<<<<
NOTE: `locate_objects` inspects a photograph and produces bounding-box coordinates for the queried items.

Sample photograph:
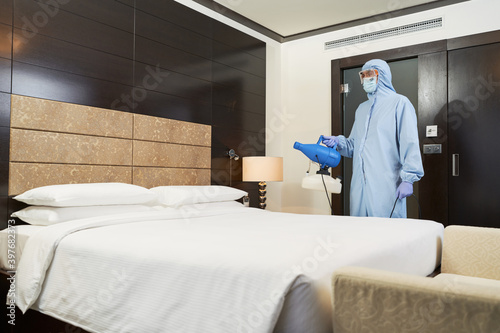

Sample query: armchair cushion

[332,266,500,333]
[442,225,500,280]
[434,273,500,293]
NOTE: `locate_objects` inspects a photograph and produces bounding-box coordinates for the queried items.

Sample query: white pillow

[14,183,158,207]
[181,201,245,210]
[150,185,247,207]
[11,205,154,226]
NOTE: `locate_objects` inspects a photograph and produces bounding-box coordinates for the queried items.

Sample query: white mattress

[11,205,444,333]
[0,225,45,271]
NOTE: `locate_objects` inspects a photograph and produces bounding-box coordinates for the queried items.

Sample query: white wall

[178,0,500,214]
[277,0,500,214]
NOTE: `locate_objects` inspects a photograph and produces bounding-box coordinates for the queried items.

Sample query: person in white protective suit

[323,59,424,218]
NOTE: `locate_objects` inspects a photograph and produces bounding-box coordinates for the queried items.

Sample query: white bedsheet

[0,225,45,271]
[14,206,444,333]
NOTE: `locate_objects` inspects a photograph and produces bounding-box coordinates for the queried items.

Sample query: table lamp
>>>>
Every line from the one containing "Sample query: person in white protective suit" through the last line of the entries above must be output exactly. Leave the rest out.

RESULT OF THE EXERCISE
Sample query: person in white protective suit

[323,59,424,218]
NOTE: `locate_objects` inspects a photograph and produces bounding-box coordinates for the queried items.

Sample query: white bedsheet

[0,225,45,271]
[14,206,444,333]
NOTE: `locate_objects` inspects a photograph and produces bounding-box coordinates for the queried items.

Sample query: table lamp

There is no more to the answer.